Retype the tail of the data exactly, starting at the line containing "Task: locate the truck windshield." and stopping at the last line.

DATA SUPPLIED:
## start

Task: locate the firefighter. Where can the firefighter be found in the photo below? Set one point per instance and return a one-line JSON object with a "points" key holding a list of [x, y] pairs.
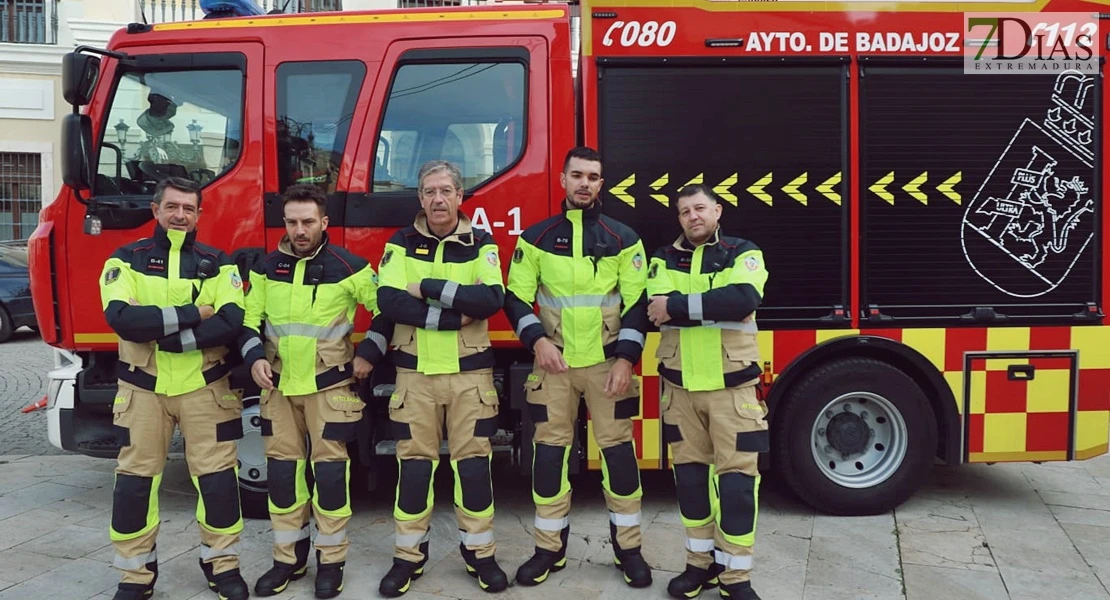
{"points": [[441, 280], [175, 305], [704, 292], [300, 312], [587, 273]]}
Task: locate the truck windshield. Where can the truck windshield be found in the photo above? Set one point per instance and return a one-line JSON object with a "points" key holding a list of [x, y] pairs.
{"points": [[170, 123]]}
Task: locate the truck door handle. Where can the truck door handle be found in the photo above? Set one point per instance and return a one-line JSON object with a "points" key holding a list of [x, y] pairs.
{"points": [[1025, 373]]}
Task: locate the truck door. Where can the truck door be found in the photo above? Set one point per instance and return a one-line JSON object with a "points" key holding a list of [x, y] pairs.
{"points": [[470, 101], [172, 111], [314, 107]]}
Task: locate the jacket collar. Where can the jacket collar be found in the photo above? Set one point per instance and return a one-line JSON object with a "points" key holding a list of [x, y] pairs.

## end

WRITTEN RESPONSE:
Task: locate the truck windshield. Where can the truck windshield be found in the photo above? Set one point per instance and return a one-line JSON object with a "points" key holding a list of [x, y] pairs.
{"points": [[170, 123]]}
Task: locate the truck door handle. Where can the truck door handle be found in the photo above? Set one point per instance and return a one-line JSON object with a "points" key holding a list of [x, y] pairs.
{"points": [[1025, 373]]}
Task: locate the truck door. Where can the truck door be found in the photo above? Set one point per instance and return a one-line JSON object with a "points" key holding a list of [x, y] pairs.
{"points": [[470, 101], [172, 111], [314, 107]]}
Task: locate the jacket collar. Where can the jacket collar be found in the photo above? Set one point per instance and return a one-line JSON object with a "points" key holding a list of [x, y] pairs.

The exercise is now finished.